** begin Exercise input **
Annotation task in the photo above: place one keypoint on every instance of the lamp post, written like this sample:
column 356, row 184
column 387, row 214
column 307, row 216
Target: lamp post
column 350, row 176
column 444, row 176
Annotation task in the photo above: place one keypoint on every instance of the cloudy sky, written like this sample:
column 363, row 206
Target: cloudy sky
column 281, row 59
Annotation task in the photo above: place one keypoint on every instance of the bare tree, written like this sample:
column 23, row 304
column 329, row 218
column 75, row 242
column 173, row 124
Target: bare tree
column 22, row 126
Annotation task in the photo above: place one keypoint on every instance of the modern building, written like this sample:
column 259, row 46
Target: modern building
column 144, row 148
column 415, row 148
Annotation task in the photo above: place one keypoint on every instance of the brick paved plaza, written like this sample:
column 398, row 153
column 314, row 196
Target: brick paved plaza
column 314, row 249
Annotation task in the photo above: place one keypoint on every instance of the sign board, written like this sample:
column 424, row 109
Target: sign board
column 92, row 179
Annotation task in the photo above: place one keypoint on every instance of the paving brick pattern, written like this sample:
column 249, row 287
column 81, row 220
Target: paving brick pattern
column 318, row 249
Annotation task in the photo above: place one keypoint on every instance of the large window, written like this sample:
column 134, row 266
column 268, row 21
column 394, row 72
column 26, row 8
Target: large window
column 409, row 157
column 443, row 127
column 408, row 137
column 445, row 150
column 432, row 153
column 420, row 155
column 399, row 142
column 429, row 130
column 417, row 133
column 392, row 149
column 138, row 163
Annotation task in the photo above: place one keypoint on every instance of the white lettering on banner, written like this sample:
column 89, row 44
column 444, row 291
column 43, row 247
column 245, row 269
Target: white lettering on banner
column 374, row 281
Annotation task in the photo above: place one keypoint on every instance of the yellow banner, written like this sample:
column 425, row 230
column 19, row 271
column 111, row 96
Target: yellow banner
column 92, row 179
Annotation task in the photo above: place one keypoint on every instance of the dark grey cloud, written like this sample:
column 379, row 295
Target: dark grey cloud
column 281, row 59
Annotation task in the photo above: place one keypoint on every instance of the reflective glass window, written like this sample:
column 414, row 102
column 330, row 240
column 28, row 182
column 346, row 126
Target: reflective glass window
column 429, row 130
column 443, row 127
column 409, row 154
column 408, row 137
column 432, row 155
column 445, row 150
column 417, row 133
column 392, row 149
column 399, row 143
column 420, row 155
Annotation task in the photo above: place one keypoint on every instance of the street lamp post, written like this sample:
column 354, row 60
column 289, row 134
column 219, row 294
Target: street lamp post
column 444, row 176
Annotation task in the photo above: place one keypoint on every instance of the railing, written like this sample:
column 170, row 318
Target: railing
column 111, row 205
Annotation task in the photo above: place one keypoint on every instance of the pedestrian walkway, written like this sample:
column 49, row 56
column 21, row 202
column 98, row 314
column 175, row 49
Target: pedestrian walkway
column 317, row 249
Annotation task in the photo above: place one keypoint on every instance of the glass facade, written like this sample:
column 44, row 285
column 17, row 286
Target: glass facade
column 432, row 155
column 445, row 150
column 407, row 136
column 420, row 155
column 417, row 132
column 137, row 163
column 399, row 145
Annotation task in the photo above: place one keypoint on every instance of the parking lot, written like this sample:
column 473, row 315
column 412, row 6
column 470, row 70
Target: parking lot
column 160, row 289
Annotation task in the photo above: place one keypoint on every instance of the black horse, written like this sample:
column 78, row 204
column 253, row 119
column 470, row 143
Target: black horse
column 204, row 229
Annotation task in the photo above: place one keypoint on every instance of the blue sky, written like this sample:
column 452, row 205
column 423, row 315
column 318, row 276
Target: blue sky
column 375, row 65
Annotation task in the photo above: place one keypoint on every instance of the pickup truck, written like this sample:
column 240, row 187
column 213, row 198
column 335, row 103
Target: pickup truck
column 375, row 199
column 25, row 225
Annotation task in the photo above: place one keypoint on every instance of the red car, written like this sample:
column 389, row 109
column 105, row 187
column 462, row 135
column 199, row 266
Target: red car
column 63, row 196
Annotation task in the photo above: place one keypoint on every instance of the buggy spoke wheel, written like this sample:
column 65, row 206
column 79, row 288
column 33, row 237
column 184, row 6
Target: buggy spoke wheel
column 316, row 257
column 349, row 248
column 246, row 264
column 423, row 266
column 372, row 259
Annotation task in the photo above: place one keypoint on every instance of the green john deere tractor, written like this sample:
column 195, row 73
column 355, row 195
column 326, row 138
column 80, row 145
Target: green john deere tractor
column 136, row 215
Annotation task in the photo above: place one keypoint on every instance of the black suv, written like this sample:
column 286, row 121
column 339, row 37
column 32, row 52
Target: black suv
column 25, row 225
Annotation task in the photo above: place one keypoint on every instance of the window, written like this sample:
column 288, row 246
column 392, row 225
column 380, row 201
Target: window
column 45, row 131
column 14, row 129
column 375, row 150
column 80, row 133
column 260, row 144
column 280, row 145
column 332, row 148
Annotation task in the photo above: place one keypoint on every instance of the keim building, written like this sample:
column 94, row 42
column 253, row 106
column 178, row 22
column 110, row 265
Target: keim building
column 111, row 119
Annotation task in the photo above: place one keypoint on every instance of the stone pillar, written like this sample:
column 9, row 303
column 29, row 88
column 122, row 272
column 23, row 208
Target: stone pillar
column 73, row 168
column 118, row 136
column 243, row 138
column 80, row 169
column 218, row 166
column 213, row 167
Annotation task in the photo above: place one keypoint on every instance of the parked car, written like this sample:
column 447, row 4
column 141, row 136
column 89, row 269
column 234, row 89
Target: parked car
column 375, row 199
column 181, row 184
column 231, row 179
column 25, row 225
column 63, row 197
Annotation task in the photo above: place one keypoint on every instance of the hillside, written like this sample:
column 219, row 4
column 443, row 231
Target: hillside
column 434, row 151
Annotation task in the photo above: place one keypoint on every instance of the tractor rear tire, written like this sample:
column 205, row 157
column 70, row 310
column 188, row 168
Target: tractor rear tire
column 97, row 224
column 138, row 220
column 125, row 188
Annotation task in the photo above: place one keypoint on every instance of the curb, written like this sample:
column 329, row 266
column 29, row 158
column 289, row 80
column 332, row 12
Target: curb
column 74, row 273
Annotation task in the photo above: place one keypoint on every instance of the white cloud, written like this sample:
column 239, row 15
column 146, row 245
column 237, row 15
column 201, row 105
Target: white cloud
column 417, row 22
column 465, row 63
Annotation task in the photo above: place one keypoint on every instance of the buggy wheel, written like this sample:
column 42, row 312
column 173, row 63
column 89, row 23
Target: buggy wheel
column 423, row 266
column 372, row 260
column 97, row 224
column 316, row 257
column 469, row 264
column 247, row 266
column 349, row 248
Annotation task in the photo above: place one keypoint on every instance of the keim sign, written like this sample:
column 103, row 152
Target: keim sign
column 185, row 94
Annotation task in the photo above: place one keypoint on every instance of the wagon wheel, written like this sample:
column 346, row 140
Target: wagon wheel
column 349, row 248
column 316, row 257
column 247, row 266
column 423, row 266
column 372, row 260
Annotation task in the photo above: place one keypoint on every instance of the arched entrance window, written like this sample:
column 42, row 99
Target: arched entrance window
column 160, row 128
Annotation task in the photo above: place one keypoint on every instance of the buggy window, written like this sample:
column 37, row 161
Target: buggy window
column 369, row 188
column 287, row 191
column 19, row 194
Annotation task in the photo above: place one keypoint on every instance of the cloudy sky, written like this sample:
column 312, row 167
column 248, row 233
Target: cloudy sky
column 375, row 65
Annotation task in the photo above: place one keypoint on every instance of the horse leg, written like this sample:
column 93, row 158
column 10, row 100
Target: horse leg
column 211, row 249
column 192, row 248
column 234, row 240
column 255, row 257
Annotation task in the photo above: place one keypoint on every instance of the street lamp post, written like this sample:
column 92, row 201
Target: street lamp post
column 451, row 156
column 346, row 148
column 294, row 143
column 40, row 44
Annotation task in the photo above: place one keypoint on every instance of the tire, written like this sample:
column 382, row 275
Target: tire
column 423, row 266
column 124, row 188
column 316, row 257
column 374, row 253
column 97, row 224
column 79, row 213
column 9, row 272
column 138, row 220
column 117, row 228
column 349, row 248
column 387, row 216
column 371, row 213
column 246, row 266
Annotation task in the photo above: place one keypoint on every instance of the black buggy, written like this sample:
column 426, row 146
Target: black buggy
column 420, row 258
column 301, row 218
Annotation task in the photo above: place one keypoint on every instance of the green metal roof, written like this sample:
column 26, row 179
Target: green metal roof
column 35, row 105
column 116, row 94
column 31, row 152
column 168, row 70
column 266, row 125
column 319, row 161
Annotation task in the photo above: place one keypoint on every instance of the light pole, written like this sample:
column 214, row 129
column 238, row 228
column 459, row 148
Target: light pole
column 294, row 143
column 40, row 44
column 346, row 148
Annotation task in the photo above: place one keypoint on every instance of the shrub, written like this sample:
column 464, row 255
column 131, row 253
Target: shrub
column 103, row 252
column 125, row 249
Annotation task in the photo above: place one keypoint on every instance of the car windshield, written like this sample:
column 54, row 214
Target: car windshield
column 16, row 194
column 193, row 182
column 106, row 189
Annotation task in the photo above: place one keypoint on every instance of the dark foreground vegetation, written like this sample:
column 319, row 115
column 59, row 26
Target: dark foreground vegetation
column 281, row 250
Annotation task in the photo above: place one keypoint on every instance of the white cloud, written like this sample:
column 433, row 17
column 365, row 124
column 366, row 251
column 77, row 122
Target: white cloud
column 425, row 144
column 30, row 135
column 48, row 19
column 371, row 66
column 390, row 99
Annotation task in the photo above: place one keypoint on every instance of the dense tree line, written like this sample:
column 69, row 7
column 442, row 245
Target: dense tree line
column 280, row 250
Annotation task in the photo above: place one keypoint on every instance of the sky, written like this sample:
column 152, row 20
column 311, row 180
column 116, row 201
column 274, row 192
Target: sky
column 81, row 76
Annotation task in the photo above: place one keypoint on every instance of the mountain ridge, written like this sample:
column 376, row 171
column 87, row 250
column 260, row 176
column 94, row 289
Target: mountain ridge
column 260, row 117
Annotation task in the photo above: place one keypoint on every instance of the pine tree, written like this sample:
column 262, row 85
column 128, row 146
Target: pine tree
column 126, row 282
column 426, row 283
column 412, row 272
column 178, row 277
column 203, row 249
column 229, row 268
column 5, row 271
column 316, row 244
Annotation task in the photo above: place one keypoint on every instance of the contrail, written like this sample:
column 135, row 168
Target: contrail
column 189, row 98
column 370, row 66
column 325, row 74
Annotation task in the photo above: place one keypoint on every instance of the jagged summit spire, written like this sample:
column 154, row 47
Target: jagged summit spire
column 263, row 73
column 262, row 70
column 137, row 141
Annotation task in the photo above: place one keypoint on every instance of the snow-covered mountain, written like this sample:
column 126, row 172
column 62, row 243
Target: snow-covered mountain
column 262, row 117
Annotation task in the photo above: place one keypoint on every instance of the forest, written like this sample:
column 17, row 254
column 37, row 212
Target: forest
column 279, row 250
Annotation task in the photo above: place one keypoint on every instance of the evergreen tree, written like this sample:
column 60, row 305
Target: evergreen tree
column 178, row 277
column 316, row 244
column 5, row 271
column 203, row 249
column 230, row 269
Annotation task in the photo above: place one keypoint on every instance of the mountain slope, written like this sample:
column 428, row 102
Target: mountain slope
** end Exercise input **
Reproduce the material verbatim, starting at its first line and ending at the line that contains "column 318, row 249", both ends included.

Annotation task in the photo above: place one keypoint on every instance of the lamp post, written like this sample:
column 356, row 184
column 387, row 214
column 307, row 216
Target: lamp post
column 350, row 176
column 444, row 176
Annotation task in the photo above: place one keypoint on every instance of the cloudy sky, written like this sample:
column 363, row 206
Target: cloudy sky
column 281, row 59
Annotation task in the photo above: place one keypoint on every instance of the bare tree, written like this sample:
column 23, row 304
column 329, row 218
column 75, row 242
column 173, row 124
Target: bare tree
column 22, row 126
Annotation task in the photo above: place one keypoint on every instance of the modern building, written like this sample:
column 259, row 46
Target: modern building
column 144, row 148
column 415, row 148
Annotation task in the photo above: place one keypoint on every instance of the brick paved plaza, written like this sample:
column 398, row 153
column 314, row 196
Target: brick paved plaza
column 314, row 249
Annotation task in the photo above: place one keypoint on every instance of the sign board, written like this sample:
column 424, row 109
Target: sign board
column 92, row 179
Annotation task in the photo above: place one keypoint on every instance of the paving brick pattern, written like this sample:
column 249, row 287
column 81, row 220
Target: paving brick pattern
column 318, row 249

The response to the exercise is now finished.